▶ Instructions
[A] According to the March 28, 2016 analytics roundup, what stage is the Google Cloud Machine Learning Platform currently in?
[B] Which managed machine learning services does the March 28, 2016 analytics roundup say Google Cloud Platform already includes alongside the new Machine Learning Platform?
[C] Continue the March 28, 2016 analytics roundup from the point where it stops.
(Excerpt provided Opens)
Big Analytics Roundup (March 28, 2016)
Microsoft’s chatbot fail wins the internet this week, but the most important story is Google’s new managed service for machine learning. Also leading the week: Mesosphere’s new funding round led by Microsoft and HPE, and more funding for Domo.
— Google Cloud Platform (GCP) adds the Google Cloud Machine Learning Platform to its suite of managed machine learning services, which already includes Google Cloud Vision API (Beta); Google Cloud Speech API (Limited Preview); and Google Cloud Translate API. GCP still offers the Prediction API, but it’s no longer a top-level service. The Machine Learning platform, currently in Limited Preview, works with TensorFlow models that you train offline and Dataflow for pre-preprocessing, so you can work with data in Google Cloud Storage, BigQuery and other sources. It’s an impressive stack. A cloud of speculation and navel-gazing ensues.
(Excerpt provided Closes)
(Raw data Opens)
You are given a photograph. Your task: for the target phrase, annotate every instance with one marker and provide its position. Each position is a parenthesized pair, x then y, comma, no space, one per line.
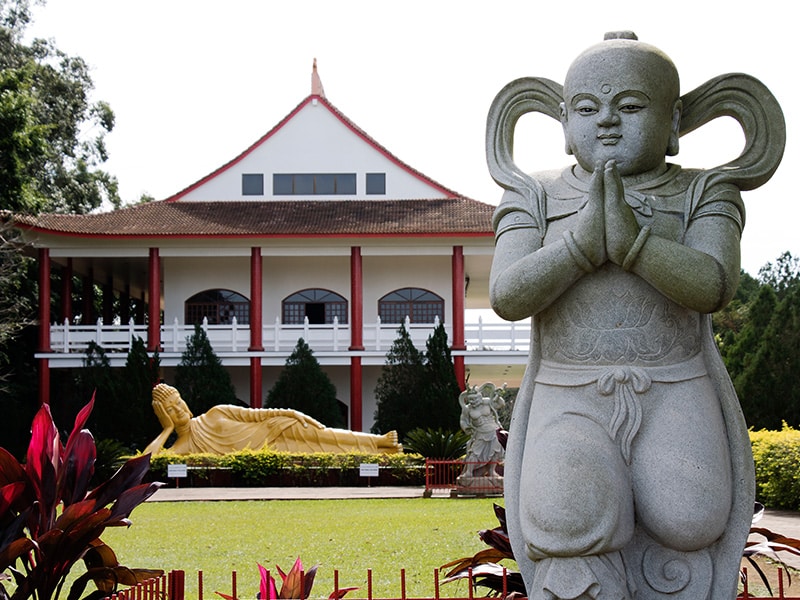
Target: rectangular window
(376,183)
(313,184)
(252,184)
(282,185)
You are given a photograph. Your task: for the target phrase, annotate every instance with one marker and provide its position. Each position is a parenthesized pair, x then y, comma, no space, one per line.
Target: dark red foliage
(49,519)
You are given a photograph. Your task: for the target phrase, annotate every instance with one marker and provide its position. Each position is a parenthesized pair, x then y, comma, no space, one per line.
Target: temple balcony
(330,343)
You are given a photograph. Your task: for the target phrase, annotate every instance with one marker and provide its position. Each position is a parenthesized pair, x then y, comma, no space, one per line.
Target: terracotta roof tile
(276,218)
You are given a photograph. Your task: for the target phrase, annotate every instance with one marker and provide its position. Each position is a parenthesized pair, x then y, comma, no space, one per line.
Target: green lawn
(417,535)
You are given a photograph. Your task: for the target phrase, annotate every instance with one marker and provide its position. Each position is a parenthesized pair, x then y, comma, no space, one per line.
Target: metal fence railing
(172,586)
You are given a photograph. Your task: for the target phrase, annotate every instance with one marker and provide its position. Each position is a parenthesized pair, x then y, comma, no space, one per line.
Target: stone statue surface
(227,428)
(628,470)
(483,470)
(479,419)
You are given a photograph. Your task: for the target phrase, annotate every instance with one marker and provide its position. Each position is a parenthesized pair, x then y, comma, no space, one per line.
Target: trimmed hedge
(776,455)
(270,468)
(777,459)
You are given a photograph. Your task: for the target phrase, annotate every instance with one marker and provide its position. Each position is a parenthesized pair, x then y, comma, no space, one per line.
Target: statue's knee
(575,490)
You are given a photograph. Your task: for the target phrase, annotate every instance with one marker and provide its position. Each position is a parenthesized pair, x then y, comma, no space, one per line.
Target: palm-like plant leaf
(48,542)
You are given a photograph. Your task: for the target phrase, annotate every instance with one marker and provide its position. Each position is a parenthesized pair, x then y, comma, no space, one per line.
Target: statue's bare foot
(390,440)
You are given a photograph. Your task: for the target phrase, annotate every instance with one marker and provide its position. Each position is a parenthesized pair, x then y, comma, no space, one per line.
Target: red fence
(463,478)
(172,587)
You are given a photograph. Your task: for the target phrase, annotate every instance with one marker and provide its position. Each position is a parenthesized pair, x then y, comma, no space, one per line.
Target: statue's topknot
(620,35)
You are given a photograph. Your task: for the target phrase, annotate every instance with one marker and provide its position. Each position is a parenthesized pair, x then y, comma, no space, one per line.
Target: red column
(256,329)
(44,324)
(356,384)
(154,305)
(356,336)
(356,300)
(88,298)
(458,314)
(108,301)
(66,292)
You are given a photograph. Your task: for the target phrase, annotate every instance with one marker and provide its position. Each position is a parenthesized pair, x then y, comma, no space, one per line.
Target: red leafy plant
(50,519)
(484,568)
(296,584)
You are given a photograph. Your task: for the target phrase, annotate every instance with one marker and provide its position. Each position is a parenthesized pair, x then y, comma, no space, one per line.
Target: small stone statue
(479,419)
(628,471)
(227,428)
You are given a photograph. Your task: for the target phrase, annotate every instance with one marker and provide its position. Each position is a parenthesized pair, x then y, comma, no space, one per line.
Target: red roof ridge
(321,99)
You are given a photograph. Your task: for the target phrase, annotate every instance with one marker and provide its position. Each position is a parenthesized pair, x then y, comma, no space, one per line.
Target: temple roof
(293,218)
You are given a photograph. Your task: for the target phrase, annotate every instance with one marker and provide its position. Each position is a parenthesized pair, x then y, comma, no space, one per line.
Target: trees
(417,390)
(304,386)
(400,387)
(200,377)
(51,148)
(123,397)
(440,394)
(53,140)
(761,345)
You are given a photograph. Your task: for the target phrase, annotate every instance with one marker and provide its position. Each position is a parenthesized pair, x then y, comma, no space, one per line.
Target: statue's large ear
(674,136)
(562,110)
(521,96)
(748,101)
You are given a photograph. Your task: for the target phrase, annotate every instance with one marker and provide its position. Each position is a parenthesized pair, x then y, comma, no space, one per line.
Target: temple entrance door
(315,311)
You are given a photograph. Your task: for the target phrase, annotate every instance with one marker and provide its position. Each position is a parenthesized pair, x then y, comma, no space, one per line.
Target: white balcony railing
(378,337)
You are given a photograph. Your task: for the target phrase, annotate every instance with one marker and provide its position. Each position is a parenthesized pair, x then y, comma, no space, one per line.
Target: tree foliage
(759,336)
(415,389)
(304,386)
(200,376)
(400,387)
(123,411)
(53,134)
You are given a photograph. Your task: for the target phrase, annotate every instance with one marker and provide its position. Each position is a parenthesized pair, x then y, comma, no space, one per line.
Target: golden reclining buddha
(226,428)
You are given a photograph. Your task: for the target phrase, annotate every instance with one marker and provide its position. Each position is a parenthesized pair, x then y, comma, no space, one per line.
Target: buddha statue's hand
(621,228)
(163,416)
(590,232)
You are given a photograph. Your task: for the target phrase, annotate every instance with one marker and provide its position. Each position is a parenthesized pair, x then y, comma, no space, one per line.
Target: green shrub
(253,467)
(777,461)
(437,443)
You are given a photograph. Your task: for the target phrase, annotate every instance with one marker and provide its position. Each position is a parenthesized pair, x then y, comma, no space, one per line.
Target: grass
(353,536)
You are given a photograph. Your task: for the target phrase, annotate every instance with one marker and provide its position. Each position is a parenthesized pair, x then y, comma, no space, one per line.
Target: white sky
(194,82)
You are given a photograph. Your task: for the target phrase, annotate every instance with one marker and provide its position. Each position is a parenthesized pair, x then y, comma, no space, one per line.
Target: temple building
(315,231)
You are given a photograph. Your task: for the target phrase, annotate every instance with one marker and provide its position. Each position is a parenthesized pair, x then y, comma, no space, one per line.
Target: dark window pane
(303,185)
(252,184)
(325,184)
(282,184)
(346,183)
(218,307)
(420,306)
(376,183)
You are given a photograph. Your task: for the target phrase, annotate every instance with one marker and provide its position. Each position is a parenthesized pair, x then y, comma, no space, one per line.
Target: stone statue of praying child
(628,469)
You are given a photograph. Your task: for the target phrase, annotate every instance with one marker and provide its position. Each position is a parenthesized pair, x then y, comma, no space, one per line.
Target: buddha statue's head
(622,103)
(171,403)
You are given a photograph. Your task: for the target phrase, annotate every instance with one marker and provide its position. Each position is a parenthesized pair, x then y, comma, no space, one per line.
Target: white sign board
(368,470)
(177,471)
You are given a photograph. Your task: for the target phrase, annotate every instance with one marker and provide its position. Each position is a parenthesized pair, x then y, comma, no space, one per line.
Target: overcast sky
(193,82)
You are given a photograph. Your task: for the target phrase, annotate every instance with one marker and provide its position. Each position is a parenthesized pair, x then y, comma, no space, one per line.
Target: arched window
(320,306)
(218,306)
(420,306)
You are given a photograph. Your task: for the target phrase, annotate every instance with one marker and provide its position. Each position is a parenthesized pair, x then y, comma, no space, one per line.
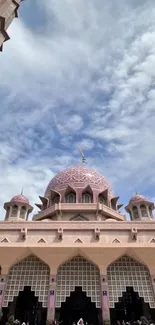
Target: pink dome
(20,199)
(138,198)
(79,177)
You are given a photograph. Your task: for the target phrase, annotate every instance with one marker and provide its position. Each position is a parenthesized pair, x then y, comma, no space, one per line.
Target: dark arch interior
(26,308)
(76,306)
(131,307)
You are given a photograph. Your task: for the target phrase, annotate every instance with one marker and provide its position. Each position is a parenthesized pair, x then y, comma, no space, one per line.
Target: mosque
(79,256)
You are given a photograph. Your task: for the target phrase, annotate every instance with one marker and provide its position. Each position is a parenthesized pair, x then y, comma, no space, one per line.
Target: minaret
(8,11)
(140,208)
(18,208)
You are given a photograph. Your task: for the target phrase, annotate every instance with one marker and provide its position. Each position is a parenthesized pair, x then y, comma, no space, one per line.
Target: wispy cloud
(81,74)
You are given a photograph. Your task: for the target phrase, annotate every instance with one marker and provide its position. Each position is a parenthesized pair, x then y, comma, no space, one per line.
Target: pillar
(105,300)
(3,279)
(51,300)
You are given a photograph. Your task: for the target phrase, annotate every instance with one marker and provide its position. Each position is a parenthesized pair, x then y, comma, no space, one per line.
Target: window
(87,198)
(135,212)
(71,198)
(14,210)
(7,212)
(101,199)
(144,211)
(150,211)
(56,199)
(22,212)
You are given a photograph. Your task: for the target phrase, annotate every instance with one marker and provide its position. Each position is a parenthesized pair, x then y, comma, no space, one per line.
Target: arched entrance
(130,289)
(76,306)
(78,291)
(27,288)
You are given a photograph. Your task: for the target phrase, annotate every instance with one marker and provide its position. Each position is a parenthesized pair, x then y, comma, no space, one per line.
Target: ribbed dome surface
(20,198)
(79,177)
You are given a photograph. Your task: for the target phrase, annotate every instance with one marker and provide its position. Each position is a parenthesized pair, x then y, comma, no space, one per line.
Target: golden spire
(83,156)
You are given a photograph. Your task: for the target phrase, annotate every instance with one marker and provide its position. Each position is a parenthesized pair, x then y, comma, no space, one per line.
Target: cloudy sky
(78,73)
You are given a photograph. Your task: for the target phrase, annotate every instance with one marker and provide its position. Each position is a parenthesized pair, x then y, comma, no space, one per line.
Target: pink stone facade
(90,239)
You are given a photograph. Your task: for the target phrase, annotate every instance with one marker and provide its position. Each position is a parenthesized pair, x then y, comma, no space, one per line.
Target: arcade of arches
(79,290)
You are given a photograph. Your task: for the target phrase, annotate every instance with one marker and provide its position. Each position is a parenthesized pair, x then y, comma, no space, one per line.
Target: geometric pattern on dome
(79,176)
(138,198)
(20,198)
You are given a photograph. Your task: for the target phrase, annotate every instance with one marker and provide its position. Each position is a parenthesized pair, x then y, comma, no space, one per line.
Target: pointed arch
(66,271)
(14,210)
(70,195)
(87,195)
(41,240)
(79,217)
(122,273)
(55,197)
(79,241)
(23,274)
(5,240)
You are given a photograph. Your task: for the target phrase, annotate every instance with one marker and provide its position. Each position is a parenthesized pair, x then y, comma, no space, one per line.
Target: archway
(28,283)
(130,288)
(76,306)
(79,279)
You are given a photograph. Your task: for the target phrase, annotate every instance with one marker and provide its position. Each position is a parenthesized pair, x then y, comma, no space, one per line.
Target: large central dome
(79,177)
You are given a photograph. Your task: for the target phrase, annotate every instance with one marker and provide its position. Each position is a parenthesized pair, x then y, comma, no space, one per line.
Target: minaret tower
(8,11)
(140,208)
(18,208)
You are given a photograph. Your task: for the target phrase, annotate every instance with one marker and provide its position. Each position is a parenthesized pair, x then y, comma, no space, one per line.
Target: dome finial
(83,156)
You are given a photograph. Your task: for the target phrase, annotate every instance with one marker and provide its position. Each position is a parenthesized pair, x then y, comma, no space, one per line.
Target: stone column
(153,285)
(51,299)
(105,300)
(3,279)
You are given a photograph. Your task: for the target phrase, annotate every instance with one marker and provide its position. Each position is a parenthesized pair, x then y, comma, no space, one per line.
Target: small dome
(79,177)
(20,199)
(138,198)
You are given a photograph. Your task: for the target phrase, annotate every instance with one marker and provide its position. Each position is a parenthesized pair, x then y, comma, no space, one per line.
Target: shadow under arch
(75,273)
(79,253)
(27,279)
(128,276)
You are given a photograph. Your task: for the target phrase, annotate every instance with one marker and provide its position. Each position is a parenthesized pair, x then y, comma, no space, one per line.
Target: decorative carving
(41,240)
(116,241)
(97,234)
(5,240)
(60,233)
(134,233)
(79,176)
(78,217)
(24,233)
(78,241)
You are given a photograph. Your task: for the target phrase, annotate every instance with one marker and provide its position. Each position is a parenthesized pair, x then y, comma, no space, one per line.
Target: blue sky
(78,73)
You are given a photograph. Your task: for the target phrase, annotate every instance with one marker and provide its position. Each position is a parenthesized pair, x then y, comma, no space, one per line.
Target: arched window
(14,210)
(101,199)
(56,199)
(135,212)
(144,211)
(87,198)
(7,212)
(22,212)
(71,198)
(150,211)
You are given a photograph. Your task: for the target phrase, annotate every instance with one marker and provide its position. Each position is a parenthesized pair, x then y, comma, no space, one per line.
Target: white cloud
(85,79)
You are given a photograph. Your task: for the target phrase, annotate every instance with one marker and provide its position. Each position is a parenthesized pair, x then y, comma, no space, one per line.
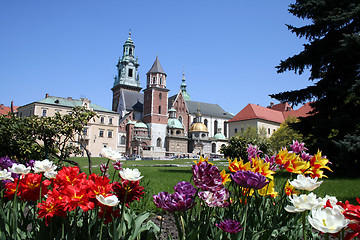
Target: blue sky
(228,49)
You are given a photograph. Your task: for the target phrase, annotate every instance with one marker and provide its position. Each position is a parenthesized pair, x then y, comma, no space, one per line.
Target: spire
(183,88)
(127,67)
(156,68)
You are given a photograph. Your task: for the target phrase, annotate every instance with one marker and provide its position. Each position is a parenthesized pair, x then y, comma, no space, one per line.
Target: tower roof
(156,68)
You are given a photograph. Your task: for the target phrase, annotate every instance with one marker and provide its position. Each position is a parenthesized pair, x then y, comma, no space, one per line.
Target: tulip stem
(102,222)
(303,222)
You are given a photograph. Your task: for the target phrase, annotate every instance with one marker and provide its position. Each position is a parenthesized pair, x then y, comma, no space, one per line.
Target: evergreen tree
(332,55)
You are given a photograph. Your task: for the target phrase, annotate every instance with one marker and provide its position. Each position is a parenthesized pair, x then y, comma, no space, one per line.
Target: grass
(163,178)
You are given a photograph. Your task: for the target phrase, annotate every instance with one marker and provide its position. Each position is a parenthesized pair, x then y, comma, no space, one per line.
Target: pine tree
(332,56)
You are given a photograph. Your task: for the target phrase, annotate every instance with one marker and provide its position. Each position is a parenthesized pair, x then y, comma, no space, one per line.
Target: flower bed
(37,201)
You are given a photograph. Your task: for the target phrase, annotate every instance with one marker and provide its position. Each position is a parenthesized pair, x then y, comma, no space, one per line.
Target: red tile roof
(5,110)
(301,112)
(252,111)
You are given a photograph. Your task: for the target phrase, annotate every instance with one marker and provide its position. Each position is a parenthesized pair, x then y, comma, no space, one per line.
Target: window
(215,127)
(101,133)
(158,142)
(109,134)
(122,140)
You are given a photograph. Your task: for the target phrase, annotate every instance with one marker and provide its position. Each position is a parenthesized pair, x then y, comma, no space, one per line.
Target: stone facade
(101,131)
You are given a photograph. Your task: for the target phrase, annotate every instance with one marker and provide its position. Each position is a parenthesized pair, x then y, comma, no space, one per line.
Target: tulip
(328,220)
(305,183)
(19,169)
(5,175)
(304,202)
(110,201)
(130,174)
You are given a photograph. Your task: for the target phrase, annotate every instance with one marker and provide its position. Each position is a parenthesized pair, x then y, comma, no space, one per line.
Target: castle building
(100,132)
(152,124)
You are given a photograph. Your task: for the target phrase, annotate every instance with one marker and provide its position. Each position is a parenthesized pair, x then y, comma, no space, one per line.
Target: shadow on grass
(175,170)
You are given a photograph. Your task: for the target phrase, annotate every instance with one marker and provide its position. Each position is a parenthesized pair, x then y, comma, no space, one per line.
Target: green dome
(131,122)
(140,125)
(220,136)
(174,123)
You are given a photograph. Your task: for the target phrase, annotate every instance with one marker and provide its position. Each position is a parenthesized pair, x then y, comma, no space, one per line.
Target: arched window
(158,142)
(213,148)
(122,140)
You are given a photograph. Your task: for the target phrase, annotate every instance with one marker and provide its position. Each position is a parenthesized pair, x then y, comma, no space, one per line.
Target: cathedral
(153,124)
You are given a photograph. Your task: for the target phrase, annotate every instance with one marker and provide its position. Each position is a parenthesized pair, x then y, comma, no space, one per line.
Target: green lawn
(161,178)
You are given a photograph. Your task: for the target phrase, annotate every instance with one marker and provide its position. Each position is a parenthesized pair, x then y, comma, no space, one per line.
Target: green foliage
(238,144)
(284,136)
(42,137)
(333,56)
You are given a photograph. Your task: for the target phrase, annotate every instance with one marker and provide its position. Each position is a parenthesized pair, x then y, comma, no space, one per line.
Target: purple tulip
(253,152)
(297,147)
(185,188)
(104,168)
(117,165)
(173,202)
(230,226)
(6,163)
(249,179)
(215,199)
(207,177)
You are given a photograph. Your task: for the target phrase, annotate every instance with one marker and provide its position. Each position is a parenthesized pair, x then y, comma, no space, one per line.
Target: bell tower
(127,72)
(156,105)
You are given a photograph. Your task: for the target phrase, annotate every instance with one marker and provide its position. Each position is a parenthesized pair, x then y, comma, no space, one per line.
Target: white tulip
(108,201)
(19,169)
(305,183)
(110,154)
(44,166)
(130,174)
(50,175)
(304,202)
(328,220)
(5,175)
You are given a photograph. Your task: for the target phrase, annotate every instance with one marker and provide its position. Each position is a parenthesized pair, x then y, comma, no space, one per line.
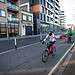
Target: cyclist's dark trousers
(69,39)
(49,48)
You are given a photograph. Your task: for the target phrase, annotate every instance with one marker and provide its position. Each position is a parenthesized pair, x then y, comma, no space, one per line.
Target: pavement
(70,68)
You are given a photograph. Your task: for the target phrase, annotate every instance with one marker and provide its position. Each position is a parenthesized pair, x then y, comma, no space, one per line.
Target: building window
(2,13)
(42,9)
(2,1)
(40,16)
(44,17)
(24,17)
(29,18)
(Raw data Closes)
▶ Exercise answers
[A] Limited Preview.

[B]
- Google Cloud Vision API (Beta)
- Google Cloud Speech API (Limited Preview)
- Google Cloud Translate API

[C]
— Mesosphere announces that it has closed a $73.5 million Series C round, with Microsoft and Hewlett Packard Enterprise taking lead roles. Mesosphere also announces version 1.0 of Marathon, a container orchestration service for DCOS, and a new product for source code management called Velocity.
— Domo announces that it has reached $100 million in “billings” and raised another $131 million on its Series D round at a sustained valuation of $2 billion. (Billings typically exceed GAAP revenue due to the effect of prepayments on multi-year contracts.)
— In the MIT Technology Review, Rachel Metz explains the Microsoft chatbot fail.
— Facebook’s Arun Sharma explains Dragon, a distributed graph query engine.
— Frances Perry and Tyler Akidau explain runners in Apache Beam.
— On the Netflix Tech Blog, Ben Schmaus et. al. explain Mantis, a streaming analytics platform that drives alerts and dashboards.
— At a Flink Meetup in Sao Paulo, Slim Baltagi presents real-world use cases for streaming analytics.
— Two interesting posts on PySpark:
- On the AWS Big Data Blog, Veronika Megler explains anomaly detection using PySpark, Hive and Hue.
- On the Mapr Blog, Ben Sadeghi explains churn prediction using PySpark, MLlib and ML.
— Eric Kavanagh delivers a nice overview of the history of open source analytics.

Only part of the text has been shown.